:: Task ::
Copy out every line of the records in which "below" can be found.

:: Records shown ::
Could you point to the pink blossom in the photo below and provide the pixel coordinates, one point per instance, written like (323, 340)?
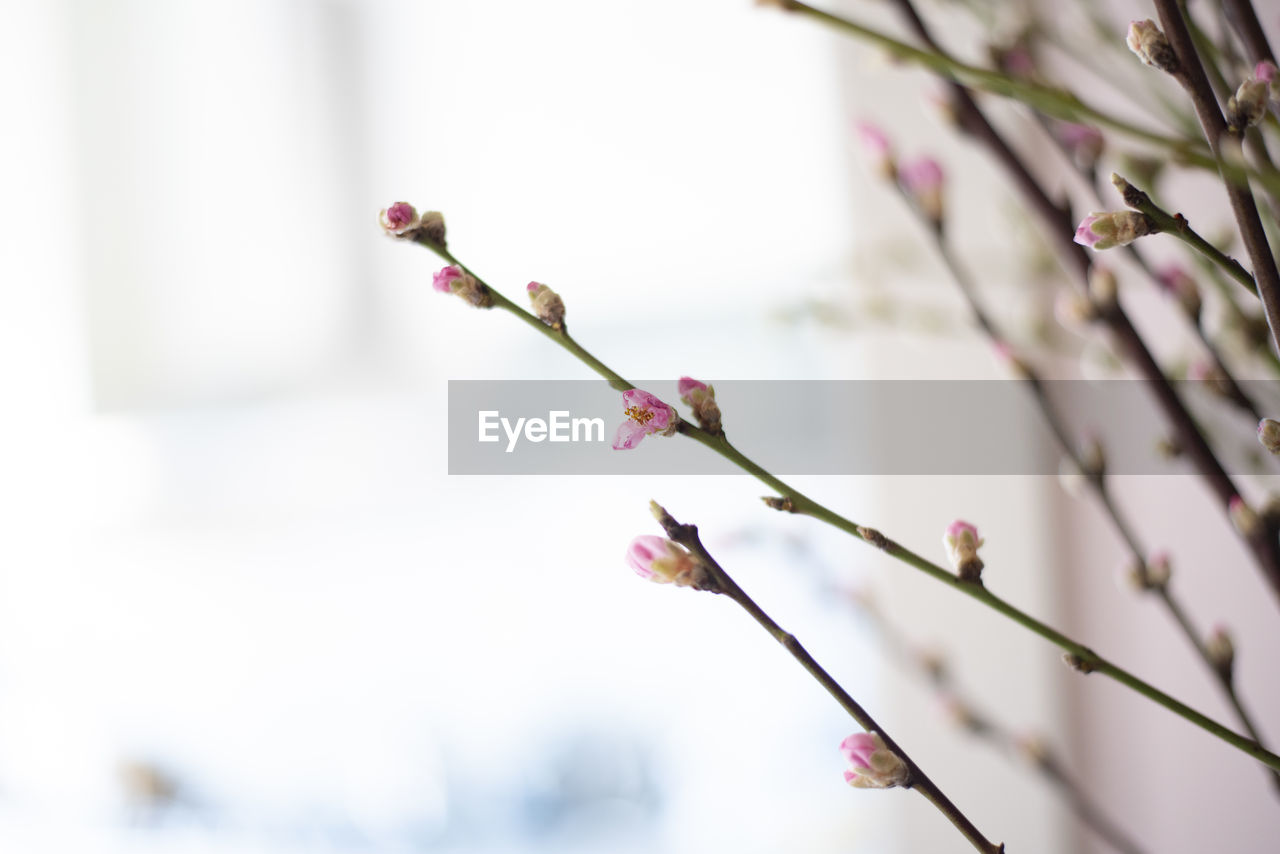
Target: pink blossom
(661, 561)
(645, 416)
(398, 219)
(1083, 141)
(446, 278)
(872, 763)
(1102, 231)
(877, 146)
(688, 384)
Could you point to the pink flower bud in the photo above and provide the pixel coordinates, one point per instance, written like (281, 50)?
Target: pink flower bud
(877, 146)
(963, 543)
(1220, 649)
(662, 561)
(872, 765)
(1176, 283)
(1248, 105)
(455, 279)
(1101, 231)
(1084, 142)
(1269, 434)
(1148, 44)
(700, 398)
(923, 179)
(398, 219)
(1246, 521)
(547, 305)
(645, 416)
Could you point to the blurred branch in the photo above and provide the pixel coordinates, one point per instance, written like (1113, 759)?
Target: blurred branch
(688, 537)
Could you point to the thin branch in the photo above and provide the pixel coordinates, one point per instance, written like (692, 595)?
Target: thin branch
(794, 501)
(1262, 542)
(1192, 77)
(1093, 474)
(979, 725)
(688, 537)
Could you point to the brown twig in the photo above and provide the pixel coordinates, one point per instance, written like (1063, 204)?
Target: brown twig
(1262, 543)
(1093, 474)
(721, 581)
(1193, 80)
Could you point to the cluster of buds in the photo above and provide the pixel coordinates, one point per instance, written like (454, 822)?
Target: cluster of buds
(402, 220)
(1150, 45)
(872, 765)
(700, 398)
(1152, 575)
(1269, 434)
(1246, 521)
(1221, 651)
(664, 562)
(1182, 287)
(1106, 229)
(922, 179)
(963, 543)
(647, 415)
(455, 279)
(1249, 104)
(547, 305)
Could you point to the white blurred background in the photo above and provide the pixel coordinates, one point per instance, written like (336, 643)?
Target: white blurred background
(245, 608)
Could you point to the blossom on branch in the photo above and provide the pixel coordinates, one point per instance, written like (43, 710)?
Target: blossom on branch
(1148, 42)
(963, 543)
(700, 398)
(645, 416)
(872, 765)
(662, 561)
(1102, 231)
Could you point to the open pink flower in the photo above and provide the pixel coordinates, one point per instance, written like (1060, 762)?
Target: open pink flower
(398, 219)
(645, 416)
(661, 561)
(872, 765)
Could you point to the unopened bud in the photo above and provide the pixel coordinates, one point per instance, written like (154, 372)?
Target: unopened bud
(1269, 434)
(1248, 105)
(700, 398)
(963, 543)
(872, 765)
(1102, 288)
(455, 279)
(1221, 651)
(1148, 42)
(1106, 229)
(547, 305)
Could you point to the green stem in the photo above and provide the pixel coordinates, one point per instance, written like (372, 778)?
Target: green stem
(1178, 225)
(1054, 101)
(800, 503)
(688, 537)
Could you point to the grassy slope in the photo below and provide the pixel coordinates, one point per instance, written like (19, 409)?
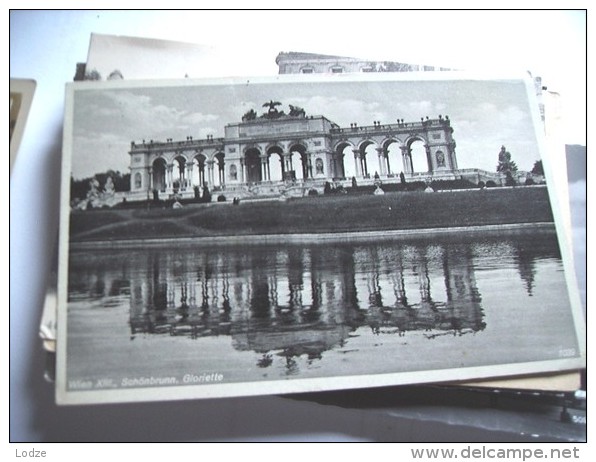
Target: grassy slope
(405, 210)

:: Problem solution ::
Could you point to the pink blossom in the photo below and provide the pixel coordinates, one point per instance, written like (323, 340)?
Could you point to the grassy slope in the photo below and provide the pixel coordinates, one point per instance, written like (19, 409)?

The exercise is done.